Copy the listing from the line containing "Could you please mark the metal" through the end of the listing, inclusive, keeping each line's wording but scaling every point coordinate by 1.35 and rounding to whole numbers, with halves rounded up. Leave the pictures out of your answer.

━━━━━ SUPPLIED ENTRIES ━━━━━

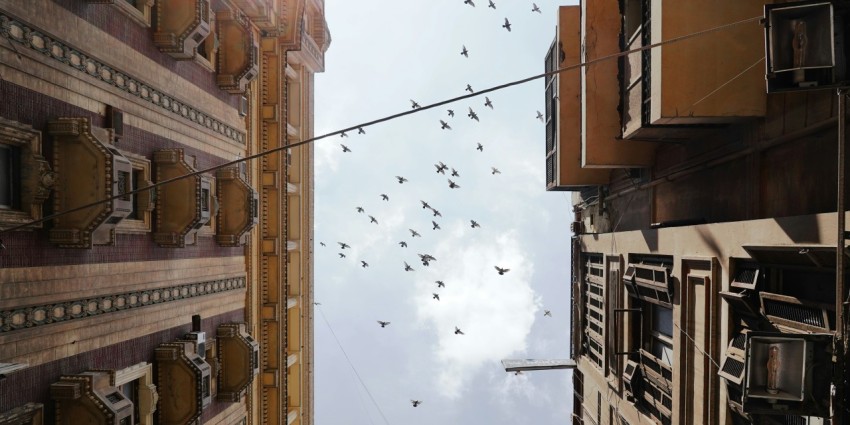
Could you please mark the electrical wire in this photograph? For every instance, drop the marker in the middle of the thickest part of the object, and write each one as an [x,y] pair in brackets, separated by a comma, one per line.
[387,118]
[352,367]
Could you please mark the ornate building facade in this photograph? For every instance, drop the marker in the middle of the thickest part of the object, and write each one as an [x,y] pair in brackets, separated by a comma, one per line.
[708,261]
[188,302]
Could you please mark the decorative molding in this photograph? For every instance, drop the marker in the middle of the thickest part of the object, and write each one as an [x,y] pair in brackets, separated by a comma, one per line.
[29,317]
[23,35]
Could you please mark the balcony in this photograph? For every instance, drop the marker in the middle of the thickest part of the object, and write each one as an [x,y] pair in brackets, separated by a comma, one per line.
[87,169]
[684,89]
[183,206]
[181,26]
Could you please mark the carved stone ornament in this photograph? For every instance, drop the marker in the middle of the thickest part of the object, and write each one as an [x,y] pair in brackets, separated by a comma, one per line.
[238,60]
[36,178]
[90,398]
[88,169]
[238,207]
[238,353]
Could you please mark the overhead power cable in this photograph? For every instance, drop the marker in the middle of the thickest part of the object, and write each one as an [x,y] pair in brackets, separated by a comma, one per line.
[388,118]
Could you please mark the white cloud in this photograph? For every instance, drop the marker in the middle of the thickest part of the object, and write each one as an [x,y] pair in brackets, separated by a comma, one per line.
[495,312]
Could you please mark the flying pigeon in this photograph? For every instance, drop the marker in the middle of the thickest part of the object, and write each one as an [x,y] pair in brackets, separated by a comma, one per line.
[507,25]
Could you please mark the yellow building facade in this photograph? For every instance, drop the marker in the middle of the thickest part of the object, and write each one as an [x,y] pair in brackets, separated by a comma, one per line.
[190,302]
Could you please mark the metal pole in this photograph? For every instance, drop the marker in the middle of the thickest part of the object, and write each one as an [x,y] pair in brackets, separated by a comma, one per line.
[840,343]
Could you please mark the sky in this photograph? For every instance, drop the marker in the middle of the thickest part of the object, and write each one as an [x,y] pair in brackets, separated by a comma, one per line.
[382,55]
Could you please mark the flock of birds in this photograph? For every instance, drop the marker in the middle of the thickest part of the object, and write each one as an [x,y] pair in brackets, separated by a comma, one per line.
[441,168]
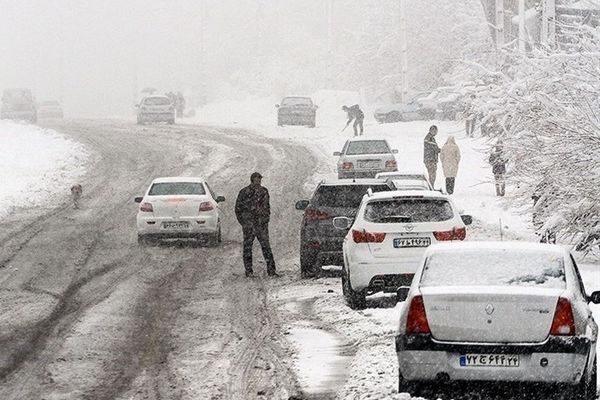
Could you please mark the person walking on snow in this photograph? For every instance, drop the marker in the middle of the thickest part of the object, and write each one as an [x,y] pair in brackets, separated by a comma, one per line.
[356,114]
[431,152]
[253,212]
[498,163]
[450,158]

━━━━━

◆ **EXPECTED OUTPUT**
Could you please mark the metal pole in this photograph? For every instance, drop the marker in the middle of the thickest part of the object, and write each one as an [x,y] pair in brackets, separated by a comma, one per line.
[1134,463]
Could you please mark the sky in this photograph? For every instance, drop the marker in the middle of the thickest part of the object, and write each one as an [x,y] pair in brackets, separated by a comma, one per line.
[516,74]
Could you please mark the flock of birds in this photograph? For every instance, drop the marker in the middle of the thickest part of the object, and write each one as an [x,y] pair in brackets, separated by a comma, one per line.
[595,227]
Could you please mark the person walking on snow in this photograph? For every instance, drop the marker in the middle of the thickest part of the object, and write each one as an [x,y] pair in brackets, separated by a comma, one per line.
[481,154]
[582,205]
[342,286]
[672,220]
[608,213]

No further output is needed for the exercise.